**Gegeven tekst:**
=-=-=-=-=

Hij was zo iemand. Zo iemand over wie ze vaak gezegd hebben: ‘Het gaat niet goed met hem. Het is bijna zover.’ Zo vaak dat het op den duur ongeloofwaardig werd. Dat je begon te denken: ‘Die blijft voor altijd leven.’
Berckmans, godverdomme! In het zondagavondjournaal was zijn dood een paar seconden waard. Een fait divers, bij wijze van uitsmijter. De nieuwslezer mompelde dat hij een cultschrijver was. Dat hij weliswaar een paar hardnekkige fans had, maar niet in de volksgunst lag.
Hij had er, voor de volledigheid, aan kunnen toevoegen dat zijn werk straks en masse verkocht zal worden, verplichte literatuur wordt in scholen. Zoals wel vaker het lot is van schrijvers die bij leven niet echt in de volksgunst liggen: hun woorden zijn trouweloze krengen.

=-=-=-=-=

**Opdrachtdoel:**
Citeer de tekst over de dood van Berckmans in zijn geheel, woord voor woord. Het volgende materiaal komt uit een andere bron.

**Aangeleverd materiaal:**
=-=-=-=-=

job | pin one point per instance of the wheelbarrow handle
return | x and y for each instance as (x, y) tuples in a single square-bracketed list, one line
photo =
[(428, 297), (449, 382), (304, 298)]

=-=-=-=-=

**Antwoord:**
Hij was zo iemand. Zo iemand over wie ze vaak gezegd hebben: ‘Het gaat niet goed met hem. Het is bijna zover.’ Zo vaak dat het op den duur ongeloofwaardig werd. Dat je begon te denken: ‘Die blijft voor altijd leven.’
Berckmans, godverdomme! In het zondagavondjournaal was zijn dood een paar seconden waard. Een fait divers, bij wijze van uitsmijter. De nieuwslezer mompelde dat hij een cultschrijver was. Dat hij weliswaar een paar hardnekkige fans had, maar niet in de volksgunst lag.
Hij had er, voor de volledigheid, aan kunnen toevoegen dat zijn werk straks en masse verkocht zal worden, verplichte literatuur wordt in scholen. Zoals wel vaker het lot is van schrijvers die bij leven niet echt in de volksgunst liggen: hun woorden zijn trouweloze krengen.